* **Esercizio scritto 1**:
Trascrivi parola per parola il brano sulla disintermediazione che segue, cominciando da "La disintermediazione: quando" e proseguendo fino a "dei propri prodotti.".

* **Brano proposto**:
──────────

La disintermediazione: quando il produttore diventa il primo distributore
Gli e-commerce sono un fondamentale strumento di disintermediazione per i brand, che ‘possono entrare in contatto diretto con il cliente finale anziché interfacciarsi esclusivamente con distributori e negozi. Con la disintermediazione si assiste anche a un fenomeno di ibridazione del produttore, che diventa anche il distributore primario dei propri prodotti.
Il primo vantaggio che l’azienda ne ricava è, ovviamente, l’aumento della marginalità: a parità di prezzo (e solitamente il prezzo al cliente resta lo stesso) infatti, non deve retribuire gli intermediari. Ma non è appunto il solo vantaggio…
Attraverso il proprio e-commerce, infatti, i brand oggi hanno la possibilità di acquisire informazioni rilevanti sul proprio mercato. O, meglio, su una parte di esso: sulla clientela più fidelizzata, quella che si rivolge direttamente a loro e che rappresenta il target principale, il tesoro più prezioso di ogni impresa.
Queste informazioni generalmente sono di natura anagrafica: nome, cognome, indirizzo… eppure basta poco, molto poco per raccogliere un’immagine molto più sfaccettata e interessante degli stessi soggetti. Ad esempio, sottoporgli una vera e propria survey strutturata.

──────────

* **Esercizio scritto 2**:
Individua e ricopia ogni riga dell'elenco sottostante in cui compare la parola "office".

──────────

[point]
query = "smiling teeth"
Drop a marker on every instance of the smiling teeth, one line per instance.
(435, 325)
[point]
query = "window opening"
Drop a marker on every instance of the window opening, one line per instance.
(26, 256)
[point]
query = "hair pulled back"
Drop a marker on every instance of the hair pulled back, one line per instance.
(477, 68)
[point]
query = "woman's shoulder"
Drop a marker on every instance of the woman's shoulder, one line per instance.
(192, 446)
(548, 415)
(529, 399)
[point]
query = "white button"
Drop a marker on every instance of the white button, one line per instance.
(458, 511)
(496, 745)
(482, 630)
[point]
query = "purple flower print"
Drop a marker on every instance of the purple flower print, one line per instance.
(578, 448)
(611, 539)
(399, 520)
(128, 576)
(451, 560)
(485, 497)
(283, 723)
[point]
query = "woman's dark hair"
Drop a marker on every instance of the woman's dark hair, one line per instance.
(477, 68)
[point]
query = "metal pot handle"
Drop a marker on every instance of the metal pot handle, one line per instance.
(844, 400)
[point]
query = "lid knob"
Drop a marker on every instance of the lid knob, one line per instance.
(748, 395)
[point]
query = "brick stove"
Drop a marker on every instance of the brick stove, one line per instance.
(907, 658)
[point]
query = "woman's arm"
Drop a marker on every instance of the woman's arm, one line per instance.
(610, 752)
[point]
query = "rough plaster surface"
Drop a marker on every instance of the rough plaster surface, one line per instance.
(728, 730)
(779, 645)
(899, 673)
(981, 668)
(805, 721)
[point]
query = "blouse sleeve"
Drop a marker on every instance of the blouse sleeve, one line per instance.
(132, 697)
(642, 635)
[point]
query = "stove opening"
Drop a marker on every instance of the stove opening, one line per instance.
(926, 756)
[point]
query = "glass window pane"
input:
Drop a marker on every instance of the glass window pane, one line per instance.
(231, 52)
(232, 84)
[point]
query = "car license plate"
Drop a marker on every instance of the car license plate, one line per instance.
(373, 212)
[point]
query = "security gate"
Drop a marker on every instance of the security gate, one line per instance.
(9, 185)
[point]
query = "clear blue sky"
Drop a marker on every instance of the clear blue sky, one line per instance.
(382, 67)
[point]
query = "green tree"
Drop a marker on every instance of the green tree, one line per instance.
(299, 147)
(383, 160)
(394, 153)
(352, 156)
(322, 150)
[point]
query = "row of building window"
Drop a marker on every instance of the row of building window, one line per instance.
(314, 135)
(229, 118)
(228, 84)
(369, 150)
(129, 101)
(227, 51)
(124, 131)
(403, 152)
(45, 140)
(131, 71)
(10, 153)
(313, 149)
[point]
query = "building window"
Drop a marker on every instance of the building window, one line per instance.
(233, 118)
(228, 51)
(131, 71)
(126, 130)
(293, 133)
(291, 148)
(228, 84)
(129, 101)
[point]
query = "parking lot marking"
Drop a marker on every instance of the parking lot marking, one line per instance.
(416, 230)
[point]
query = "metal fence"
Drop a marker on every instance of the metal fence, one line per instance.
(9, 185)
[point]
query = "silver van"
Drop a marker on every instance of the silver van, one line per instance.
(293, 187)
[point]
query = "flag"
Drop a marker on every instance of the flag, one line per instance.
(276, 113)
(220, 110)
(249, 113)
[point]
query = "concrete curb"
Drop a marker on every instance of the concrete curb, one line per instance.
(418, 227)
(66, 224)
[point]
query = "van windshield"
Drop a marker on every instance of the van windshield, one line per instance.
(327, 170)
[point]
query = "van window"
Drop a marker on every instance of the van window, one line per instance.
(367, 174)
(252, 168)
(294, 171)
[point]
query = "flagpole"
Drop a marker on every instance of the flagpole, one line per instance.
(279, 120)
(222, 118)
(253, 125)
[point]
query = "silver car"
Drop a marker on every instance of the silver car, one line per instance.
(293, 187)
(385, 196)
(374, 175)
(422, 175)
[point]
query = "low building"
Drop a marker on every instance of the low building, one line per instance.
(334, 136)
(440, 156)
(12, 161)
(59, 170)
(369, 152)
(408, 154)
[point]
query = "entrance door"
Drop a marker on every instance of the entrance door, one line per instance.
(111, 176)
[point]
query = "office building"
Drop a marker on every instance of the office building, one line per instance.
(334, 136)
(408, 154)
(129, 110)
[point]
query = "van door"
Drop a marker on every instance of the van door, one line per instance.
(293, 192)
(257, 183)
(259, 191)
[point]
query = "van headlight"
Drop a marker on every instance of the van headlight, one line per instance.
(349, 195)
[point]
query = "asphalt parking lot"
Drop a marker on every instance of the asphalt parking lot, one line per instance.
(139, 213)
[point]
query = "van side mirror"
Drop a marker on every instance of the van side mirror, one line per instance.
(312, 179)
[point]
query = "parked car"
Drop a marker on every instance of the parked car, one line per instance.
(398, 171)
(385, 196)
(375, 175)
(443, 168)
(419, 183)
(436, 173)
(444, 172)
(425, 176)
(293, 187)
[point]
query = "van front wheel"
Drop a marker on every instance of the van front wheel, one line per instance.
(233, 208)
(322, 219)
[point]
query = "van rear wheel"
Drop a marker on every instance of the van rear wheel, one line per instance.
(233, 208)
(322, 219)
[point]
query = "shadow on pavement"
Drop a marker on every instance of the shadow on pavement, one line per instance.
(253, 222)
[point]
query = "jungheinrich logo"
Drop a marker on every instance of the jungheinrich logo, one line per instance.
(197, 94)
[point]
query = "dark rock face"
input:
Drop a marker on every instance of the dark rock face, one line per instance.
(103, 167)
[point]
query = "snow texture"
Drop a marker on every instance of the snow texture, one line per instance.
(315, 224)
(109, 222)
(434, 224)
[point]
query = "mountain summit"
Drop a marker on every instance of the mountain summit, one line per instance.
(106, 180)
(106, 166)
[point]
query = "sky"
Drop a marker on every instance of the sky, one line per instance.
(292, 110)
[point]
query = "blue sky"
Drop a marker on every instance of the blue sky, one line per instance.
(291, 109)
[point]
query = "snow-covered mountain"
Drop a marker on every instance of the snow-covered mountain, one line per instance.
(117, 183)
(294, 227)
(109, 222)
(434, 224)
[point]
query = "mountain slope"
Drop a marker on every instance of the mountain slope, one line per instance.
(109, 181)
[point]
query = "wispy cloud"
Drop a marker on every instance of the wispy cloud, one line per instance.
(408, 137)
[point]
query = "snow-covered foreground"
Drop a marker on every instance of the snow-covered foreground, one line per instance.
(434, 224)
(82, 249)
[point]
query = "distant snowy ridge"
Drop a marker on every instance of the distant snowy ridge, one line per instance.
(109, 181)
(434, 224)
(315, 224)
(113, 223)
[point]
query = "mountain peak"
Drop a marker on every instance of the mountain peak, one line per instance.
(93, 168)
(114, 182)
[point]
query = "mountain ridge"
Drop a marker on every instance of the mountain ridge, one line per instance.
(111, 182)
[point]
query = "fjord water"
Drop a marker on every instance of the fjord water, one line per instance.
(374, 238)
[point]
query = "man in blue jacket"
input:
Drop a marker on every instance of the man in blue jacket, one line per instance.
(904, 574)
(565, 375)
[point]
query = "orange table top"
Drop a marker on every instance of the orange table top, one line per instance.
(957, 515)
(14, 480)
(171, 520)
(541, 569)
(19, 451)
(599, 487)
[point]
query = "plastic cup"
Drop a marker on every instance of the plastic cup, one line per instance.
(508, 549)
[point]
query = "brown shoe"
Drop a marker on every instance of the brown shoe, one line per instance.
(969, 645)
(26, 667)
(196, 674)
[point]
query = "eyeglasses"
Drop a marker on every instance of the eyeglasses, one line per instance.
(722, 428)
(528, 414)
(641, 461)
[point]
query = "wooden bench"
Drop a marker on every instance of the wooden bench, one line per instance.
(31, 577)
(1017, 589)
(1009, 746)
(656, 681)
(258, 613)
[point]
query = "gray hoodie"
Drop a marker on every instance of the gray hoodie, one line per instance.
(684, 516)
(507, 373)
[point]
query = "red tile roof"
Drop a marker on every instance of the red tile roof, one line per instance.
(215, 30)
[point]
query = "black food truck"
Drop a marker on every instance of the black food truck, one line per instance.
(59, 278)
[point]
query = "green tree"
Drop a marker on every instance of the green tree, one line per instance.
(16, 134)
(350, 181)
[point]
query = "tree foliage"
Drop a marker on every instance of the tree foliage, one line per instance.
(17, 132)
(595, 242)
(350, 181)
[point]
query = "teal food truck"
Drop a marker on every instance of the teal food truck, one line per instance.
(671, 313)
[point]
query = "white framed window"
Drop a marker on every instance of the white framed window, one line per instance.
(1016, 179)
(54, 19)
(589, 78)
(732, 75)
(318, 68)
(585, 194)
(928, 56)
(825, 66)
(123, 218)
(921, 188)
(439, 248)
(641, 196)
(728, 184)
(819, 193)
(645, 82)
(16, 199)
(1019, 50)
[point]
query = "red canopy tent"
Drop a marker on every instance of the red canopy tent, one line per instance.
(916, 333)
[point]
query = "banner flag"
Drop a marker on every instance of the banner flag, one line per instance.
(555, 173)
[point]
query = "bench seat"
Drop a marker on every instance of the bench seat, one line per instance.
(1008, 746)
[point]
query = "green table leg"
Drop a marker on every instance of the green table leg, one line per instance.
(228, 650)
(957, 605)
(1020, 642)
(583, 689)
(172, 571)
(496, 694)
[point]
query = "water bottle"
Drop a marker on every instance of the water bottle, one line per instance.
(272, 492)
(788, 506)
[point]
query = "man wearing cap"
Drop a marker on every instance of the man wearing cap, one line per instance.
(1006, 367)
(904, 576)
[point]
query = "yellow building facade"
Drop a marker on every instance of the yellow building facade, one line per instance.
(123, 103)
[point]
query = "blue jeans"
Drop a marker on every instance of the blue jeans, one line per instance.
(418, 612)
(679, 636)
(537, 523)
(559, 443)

──────────

* **Soluzione svolta 1**:
La disintermediazione: quando il produttore diventa il primo distributore
Gli e-commerce sono un fondamentale strumento di disintermediazione per i brand, che ‘possono entrare in contatto diretto con il cliente finale anziché interfacciarsi esclusivamente con distributori e negozi. Con la disintermediazione si assiste anche a un fenomeno di ibridazione del produttore, che diventa anche il distributore primario dei propri prodotti.

* **Soluzione svolta 2**:
query = "office building"
Drop a marker on every instance of the office building, one line per instance.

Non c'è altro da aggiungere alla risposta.